> Point localization data
# # # # #

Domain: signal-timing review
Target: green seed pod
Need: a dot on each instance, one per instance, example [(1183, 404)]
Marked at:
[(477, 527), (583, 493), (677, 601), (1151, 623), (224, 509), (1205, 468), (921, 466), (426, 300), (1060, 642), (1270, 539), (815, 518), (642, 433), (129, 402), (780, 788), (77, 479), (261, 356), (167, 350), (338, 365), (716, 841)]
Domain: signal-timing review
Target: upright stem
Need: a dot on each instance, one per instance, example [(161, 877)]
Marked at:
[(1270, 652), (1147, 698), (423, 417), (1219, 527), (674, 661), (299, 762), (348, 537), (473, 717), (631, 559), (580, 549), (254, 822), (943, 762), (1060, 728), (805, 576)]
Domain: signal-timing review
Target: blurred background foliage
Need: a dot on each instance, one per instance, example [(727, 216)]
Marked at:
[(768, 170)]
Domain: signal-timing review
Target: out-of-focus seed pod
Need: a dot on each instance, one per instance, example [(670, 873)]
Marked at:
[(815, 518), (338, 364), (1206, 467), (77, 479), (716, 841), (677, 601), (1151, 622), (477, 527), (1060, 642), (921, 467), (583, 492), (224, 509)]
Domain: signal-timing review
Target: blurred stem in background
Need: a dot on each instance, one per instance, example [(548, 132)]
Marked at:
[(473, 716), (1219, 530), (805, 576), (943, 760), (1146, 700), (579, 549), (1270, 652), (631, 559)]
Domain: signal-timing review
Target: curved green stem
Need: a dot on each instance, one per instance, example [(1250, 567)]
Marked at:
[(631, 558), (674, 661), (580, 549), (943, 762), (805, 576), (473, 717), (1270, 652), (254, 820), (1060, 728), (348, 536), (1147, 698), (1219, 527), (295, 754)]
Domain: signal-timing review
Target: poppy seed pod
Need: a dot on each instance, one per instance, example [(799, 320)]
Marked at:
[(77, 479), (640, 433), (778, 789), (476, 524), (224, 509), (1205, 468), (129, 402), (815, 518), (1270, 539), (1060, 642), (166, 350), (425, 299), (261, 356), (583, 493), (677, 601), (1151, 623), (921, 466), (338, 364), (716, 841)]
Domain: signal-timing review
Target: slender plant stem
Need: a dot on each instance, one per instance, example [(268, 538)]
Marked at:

# # # # #

> WHAT TO PRODUCE
Copy each line of the records that contains the word "green".

> ANSWER BELOW
Target: green seed pod
Target: curved green stem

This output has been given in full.